> What is needed:
In the records below, retype the stretch from the line containing "Note: for this drill we locate the green stem" through the end of the records, with no changes.

[Data extracted from a collection]
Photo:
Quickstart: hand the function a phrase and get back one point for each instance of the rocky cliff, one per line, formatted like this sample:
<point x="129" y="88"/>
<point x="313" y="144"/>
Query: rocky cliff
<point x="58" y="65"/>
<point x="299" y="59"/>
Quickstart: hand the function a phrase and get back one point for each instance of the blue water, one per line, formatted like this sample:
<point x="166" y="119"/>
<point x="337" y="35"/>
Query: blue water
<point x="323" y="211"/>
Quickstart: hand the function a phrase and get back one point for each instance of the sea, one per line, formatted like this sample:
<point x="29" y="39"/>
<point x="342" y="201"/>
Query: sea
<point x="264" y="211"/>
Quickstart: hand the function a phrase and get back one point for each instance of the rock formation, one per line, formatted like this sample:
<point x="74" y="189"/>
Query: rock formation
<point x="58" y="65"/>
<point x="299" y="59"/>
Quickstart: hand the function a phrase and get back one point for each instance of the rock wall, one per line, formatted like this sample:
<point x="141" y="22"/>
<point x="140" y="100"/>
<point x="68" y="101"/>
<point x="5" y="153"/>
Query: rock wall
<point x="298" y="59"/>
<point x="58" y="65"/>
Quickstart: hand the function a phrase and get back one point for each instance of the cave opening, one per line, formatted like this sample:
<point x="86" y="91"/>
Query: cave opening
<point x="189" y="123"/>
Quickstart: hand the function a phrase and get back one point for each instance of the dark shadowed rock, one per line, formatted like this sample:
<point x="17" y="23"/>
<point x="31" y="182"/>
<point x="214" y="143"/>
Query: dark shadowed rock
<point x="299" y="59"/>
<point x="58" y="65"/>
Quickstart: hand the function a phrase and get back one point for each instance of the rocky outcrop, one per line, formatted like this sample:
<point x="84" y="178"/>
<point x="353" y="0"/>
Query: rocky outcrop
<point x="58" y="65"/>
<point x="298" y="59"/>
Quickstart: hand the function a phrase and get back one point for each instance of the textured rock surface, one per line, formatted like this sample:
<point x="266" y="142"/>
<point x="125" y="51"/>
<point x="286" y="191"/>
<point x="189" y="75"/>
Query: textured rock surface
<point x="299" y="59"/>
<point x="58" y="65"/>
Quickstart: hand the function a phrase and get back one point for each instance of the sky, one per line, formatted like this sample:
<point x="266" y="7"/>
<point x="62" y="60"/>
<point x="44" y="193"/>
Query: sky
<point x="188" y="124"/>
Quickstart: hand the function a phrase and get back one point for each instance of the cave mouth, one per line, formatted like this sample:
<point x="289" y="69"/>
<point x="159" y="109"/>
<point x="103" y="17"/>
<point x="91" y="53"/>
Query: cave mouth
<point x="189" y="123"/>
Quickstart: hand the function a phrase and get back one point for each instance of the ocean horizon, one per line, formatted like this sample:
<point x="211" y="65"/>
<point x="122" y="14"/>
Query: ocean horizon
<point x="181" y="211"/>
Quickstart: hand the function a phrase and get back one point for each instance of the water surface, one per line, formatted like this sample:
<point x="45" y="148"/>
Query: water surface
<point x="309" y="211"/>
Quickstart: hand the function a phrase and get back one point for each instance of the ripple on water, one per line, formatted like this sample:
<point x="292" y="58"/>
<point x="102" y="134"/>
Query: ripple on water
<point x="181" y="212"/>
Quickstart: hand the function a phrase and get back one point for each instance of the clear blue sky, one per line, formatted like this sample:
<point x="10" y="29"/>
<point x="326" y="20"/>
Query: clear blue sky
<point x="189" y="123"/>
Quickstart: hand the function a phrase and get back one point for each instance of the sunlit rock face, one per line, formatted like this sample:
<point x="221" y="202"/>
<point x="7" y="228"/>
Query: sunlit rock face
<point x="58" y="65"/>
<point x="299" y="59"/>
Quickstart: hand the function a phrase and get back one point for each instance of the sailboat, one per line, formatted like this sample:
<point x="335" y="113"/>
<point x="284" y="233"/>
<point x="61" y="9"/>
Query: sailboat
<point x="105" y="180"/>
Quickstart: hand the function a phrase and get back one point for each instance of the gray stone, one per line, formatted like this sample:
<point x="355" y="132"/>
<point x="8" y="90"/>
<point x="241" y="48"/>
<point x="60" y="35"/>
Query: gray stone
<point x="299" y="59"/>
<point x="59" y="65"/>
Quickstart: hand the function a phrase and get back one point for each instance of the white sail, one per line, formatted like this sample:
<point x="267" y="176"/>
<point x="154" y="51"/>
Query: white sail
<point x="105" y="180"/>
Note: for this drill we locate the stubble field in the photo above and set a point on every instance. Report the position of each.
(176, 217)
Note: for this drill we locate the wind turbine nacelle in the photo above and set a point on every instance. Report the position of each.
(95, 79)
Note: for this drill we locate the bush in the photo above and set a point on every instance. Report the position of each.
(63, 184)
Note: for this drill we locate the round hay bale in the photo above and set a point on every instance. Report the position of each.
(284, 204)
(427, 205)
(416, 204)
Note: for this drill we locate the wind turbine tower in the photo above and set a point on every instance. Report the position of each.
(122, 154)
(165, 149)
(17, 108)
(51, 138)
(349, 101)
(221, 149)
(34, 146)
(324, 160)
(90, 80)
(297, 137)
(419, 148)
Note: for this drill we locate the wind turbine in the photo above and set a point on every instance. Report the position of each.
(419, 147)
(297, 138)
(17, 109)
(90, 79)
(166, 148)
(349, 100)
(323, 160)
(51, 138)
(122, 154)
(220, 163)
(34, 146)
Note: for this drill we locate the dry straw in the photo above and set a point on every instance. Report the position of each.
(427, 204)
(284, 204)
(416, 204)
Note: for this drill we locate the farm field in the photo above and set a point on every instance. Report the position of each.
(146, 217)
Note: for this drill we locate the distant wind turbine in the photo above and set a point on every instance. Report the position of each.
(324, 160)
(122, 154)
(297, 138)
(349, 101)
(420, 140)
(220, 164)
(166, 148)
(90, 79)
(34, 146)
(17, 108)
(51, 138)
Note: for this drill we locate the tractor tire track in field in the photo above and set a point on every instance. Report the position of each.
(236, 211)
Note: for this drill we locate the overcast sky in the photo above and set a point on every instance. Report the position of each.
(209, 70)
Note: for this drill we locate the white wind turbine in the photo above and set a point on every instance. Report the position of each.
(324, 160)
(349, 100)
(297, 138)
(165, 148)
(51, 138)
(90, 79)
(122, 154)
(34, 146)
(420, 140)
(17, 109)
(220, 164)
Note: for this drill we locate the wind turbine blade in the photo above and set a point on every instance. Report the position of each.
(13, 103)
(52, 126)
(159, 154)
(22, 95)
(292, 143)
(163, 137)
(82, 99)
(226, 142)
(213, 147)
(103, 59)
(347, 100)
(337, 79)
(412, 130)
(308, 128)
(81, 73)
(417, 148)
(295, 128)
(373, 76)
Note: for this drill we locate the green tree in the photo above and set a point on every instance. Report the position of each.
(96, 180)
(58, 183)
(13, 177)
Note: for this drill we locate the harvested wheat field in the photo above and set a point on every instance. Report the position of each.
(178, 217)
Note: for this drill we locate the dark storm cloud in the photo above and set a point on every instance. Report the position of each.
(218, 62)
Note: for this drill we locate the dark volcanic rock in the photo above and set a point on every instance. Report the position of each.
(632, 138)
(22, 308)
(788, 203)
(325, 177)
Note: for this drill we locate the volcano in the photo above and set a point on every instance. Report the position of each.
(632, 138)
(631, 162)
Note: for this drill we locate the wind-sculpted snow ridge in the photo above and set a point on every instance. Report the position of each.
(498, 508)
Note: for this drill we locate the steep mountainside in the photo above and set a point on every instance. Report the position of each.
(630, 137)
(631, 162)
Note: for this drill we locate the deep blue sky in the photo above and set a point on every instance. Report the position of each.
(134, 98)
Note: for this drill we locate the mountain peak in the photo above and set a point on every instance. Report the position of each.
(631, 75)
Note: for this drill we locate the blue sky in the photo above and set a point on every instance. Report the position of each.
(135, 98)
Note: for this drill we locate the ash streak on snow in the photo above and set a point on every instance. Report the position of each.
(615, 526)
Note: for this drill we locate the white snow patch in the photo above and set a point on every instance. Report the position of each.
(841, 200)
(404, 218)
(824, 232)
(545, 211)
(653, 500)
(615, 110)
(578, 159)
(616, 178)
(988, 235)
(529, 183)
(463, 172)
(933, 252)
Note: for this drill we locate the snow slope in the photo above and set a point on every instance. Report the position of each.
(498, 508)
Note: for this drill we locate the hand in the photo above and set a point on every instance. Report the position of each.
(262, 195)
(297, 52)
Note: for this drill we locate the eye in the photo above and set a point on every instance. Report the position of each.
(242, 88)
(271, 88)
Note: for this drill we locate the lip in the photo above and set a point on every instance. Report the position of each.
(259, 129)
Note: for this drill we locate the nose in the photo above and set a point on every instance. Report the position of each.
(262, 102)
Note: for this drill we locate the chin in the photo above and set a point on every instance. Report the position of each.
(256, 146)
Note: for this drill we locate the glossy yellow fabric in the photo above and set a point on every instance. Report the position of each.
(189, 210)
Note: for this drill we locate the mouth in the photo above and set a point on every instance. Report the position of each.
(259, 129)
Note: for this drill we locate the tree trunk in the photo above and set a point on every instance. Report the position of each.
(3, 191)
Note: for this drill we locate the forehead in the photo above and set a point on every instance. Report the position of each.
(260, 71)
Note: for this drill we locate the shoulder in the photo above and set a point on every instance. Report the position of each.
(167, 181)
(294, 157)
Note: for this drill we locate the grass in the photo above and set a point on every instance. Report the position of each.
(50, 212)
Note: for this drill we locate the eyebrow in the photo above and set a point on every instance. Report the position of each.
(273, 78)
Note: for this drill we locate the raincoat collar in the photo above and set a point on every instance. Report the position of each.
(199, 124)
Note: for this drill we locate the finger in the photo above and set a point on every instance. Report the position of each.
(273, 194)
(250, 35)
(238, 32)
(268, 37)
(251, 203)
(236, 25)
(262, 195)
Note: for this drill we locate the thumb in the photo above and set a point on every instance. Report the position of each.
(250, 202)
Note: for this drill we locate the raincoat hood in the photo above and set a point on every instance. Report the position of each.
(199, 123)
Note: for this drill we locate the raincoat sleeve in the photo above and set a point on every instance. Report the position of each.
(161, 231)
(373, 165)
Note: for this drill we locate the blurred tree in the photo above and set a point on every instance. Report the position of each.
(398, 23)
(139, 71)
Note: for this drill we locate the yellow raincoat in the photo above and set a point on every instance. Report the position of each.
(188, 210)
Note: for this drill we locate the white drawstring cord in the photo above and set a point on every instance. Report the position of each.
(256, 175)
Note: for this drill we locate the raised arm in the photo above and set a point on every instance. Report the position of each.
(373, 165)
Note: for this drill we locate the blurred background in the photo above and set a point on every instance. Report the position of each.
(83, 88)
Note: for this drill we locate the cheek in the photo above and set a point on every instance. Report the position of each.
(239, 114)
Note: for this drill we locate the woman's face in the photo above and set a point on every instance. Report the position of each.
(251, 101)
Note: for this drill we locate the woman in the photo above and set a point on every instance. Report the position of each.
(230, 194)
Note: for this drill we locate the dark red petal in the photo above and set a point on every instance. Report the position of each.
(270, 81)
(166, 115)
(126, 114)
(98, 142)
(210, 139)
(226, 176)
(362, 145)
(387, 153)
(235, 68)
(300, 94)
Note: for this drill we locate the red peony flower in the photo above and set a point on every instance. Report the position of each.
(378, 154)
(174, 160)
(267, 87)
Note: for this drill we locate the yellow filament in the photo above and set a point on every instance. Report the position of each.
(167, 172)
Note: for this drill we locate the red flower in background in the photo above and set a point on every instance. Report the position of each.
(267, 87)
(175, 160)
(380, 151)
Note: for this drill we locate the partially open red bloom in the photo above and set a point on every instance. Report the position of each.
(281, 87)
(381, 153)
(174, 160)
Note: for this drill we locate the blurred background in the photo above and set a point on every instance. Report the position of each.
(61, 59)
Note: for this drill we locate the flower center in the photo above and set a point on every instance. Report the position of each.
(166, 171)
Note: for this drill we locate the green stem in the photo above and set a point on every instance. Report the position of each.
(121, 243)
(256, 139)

> Reply to the exercise:
Note: for this drill we locate the green stem in the photo above and set a point on every instance. Report the position of each.
(121, 243)
(256, 139)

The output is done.